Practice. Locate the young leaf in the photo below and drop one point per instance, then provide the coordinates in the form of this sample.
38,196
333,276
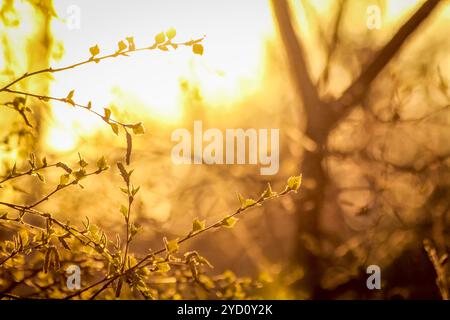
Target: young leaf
171,246
107,114
197,48
115,128
129,148
122,46
138,128
40,176
64,179
229,222
131,44
124,211
171,33
294,183
160,38
64,166
94,50
198,225
163,267
268,192
102,164
125,175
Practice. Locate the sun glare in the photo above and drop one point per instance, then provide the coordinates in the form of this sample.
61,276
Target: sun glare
228,70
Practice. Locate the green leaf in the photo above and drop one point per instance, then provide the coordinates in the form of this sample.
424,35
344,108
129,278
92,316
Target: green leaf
125,175
102,164
82,162
294,183
160,38
197,48
131,44
64,179
134,191
171,246
122,46
198,225
70,95
171,33
95,50
79,174
124,211
107,114
163,267
245,203
64,166
40,176
129,148
69,98
115,128
268,192
229,222
138,128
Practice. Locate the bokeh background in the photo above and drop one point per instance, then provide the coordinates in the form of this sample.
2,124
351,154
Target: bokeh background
375,183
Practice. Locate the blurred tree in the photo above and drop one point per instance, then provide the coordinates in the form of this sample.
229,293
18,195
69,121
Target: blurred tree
324,115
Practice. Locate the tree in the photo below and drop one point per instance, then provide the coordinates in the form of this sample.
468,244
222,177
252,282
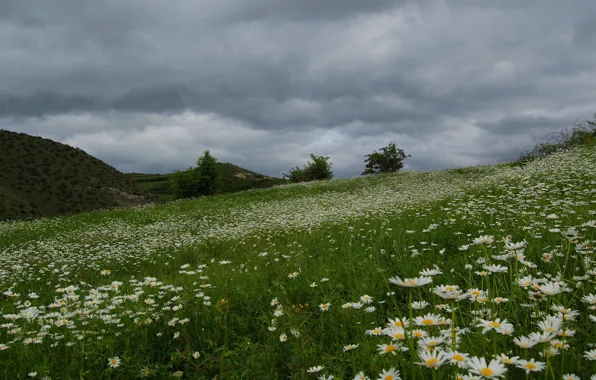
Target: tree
185,184
389,160
208,171
317,169
201,180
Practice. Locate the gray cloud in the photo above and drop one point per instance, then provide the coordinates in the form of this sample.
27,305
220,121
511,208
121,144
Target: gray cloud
263,83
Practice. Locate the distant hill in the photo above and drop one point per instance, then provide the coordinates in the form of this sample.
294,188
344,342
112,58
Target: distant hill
234,178
40,177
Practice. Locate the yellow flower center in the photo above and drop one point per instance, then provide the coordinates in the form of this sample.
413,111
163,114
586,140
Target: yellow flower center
486,371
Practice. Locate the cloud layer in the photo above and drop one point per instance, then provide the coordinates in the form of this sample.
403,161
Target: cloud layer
147,85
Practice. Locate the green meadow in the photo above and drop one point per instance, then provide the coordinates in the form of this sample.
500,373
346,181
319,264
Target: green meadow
480,272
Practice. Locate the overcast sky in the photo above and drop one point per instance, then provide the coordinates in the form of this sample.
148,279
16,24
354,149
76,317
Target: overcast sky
147,85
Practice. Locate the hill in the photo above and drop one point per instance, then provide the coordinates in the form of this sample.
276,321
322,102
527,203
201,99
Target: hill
234,179
481,265
40,177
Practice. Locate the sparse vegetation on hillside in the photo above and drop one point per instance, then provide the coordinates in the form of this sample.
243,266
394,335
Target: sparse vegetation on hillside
583,133
483,272
319,168
40,177
233,179
389,160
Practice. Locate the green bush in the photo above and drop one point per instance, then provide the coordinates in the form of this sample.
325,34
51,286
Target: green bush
317,169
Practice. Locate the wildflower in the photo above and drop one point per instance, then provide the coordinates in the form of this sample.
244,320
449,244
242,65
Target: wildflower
419,305
494,369
496,268
390,348
432,359
431,272
391,374
324,306
590,298
525,342
375,331
507,359
590,355
570,376
396,333
457,358
489,325
431,342
350,347
531,366
411,282
398,322
428,320
114,362
486,240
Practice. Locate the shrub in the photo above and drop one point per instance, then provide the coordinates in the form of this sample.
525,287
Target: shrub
317,169
581,134
389,160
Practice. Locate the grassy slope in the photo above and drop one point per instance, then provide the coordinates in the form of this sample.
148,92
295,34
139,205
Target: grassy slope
342,238
40,177
234,178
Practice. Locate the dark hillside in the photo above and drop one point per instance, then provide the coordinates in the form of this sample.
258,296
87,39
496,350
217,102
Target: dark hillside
40,177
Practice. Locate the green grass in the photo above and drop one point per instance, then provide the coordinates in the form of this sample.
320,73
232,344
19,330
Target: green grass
221,261
40,177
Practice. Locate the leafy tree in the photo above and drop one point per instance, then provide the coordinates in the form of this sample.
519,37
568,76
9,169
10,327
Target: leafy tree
389,160
185,184
208,171
201,180
317,169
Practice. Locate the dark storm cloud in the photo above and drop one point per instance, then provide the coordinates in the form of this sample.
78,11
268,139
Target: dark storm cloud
266,82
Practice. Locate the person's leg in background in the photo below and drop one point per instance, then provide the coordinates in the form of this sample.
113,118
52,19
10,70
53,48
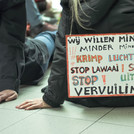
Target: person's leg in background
12,37
38,52
35,19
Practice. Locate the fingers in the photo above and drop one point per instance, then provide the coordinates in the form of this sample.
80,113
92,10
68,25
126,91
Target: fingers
7,95
2,97
23,104
12,97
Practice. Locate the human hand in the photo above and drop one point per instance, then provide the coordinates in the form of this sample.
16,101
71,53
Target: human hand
33,104
8,95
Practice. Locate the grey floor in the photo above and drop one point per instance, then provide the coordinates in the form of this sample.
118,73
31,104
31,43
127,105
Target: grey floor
68,119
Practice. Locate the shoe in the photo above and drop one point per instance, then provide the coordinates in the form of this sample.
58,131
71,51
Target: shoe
42,27
43,89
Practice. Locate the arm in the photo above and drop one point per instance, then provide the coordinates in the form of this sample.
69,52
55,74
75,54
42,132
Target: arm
95,10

________________________

REQUIRED WORK. Extract, word for word, every line from the one containing "Practice. Locate the leafy" to the end of the data above, both ends included, and leave out the pictures.

FULL RESPONSE.
Practice. Locate the leafy tree in the photo above and drop one point per instance, then provide the coordinates in the form of this sample.
519,37
568,76
9,169
10,327
Target: leafy tree
389,160
185,184
208,171
201,180
317,169
Practice. Locate the dark storm cloud in the photo above and drop one point per instance, then provide the coordinates in the form of this sample.
78,11
268,139
Target: dark storm cloud
266,82
Practice. Locate the person's leg in background in the photo below and drop one point per instance, then provide the coordinates in the form of this sample.
113,118
52,19
10,70
53,48
Target: person's leg in background
12,37
38,52
35,19
Practice. Locate the fingers in the photo above and drop one point per instance, then provide the coordinates in the form of this sample.
80,113
92,10
68,25
126,91
Target: fingers
7,95
2,97
23,104
12,97
Practice. Locate the human hand in the photo above and drop one point per instance, then provide the coordinates in the form of this sample.
16,101
71,53
Target: human hand
33,104
8,95
Practice. Locate the grey floor in the photo above and drop one point per instance, then provide the coordinates in the form of this sample.
118,73
31,104
31,43
127,105
Target: grey floor
68,119
Practice. Locate the shoe in the photo above and drop one point per instance, then provide the coordinates in the form of this sample.
58,131
71,51
Target: shoe
42,27
43,89
Practice. Locate the arm in the photo above and drop one point per instance, then provide the coordinates in the form of this sample.
69,52
55,74
75,54
42,132
Target: arm
95,10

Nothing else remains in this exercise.